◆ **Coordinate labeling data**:
-=-=-

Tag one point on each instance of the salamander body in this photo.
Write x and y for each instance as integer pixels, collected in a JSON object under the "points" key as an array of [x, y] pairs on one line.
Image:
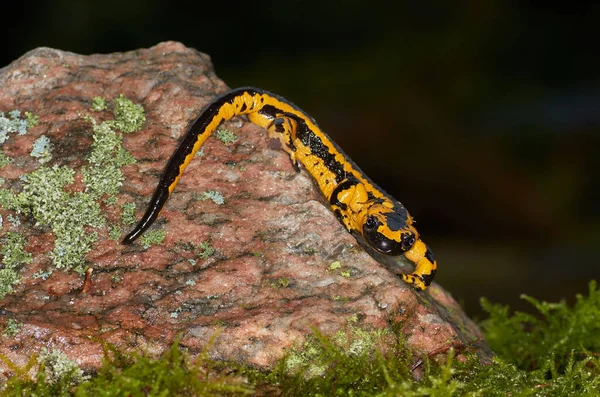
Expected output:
{"points": [[358, 203]]}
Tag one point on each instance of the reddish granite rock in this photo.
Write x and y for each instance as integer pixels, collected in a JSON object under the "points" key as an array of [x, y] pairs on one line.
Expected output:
{"points": [[269, 280]]}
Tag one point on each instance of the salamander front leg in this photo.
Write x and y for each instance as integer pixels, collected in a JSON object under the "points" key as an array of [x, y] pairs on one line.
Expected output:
{"points": [[425, 266], [283, 131]]}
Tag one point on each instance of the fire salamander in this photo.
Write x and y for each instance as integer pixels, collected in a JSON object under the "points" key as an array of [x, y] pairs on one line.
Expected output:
{"points": [[359, 204]]}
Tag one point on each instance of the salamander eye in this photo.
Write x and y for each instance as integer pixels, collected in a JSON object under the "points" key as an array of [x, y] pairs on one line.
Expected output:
{"points": [[408, 240], [371, 222]]}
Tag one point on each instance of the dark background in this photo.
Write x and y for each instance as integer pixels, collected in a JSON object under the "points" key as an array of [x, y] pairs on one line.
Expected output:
{"points": [[483, 118]]}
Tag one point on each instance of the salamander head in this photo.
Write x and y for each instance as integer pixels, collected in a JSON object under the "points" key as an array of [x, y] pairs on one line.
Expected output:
{"points": [[388, 228]]}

-=-=-

Scale the part of the data that opens with the line containing "Tag one point on each instance of the salamander head" and closes at the end of the data. Reproduce every line in it, requests included, with each coordinate in the answers multiplied by 1.4 and rounded to a whole number, halves up.

◆ **Response to this task**:
Tag one point on each instance of the salamander head in this photo.
Write x and y for each instance as integer pixels, collected in a JSON object under the "points" key as an array of [x, y] pairs on one line.
Expected output:
{"points": [[543, 319]]}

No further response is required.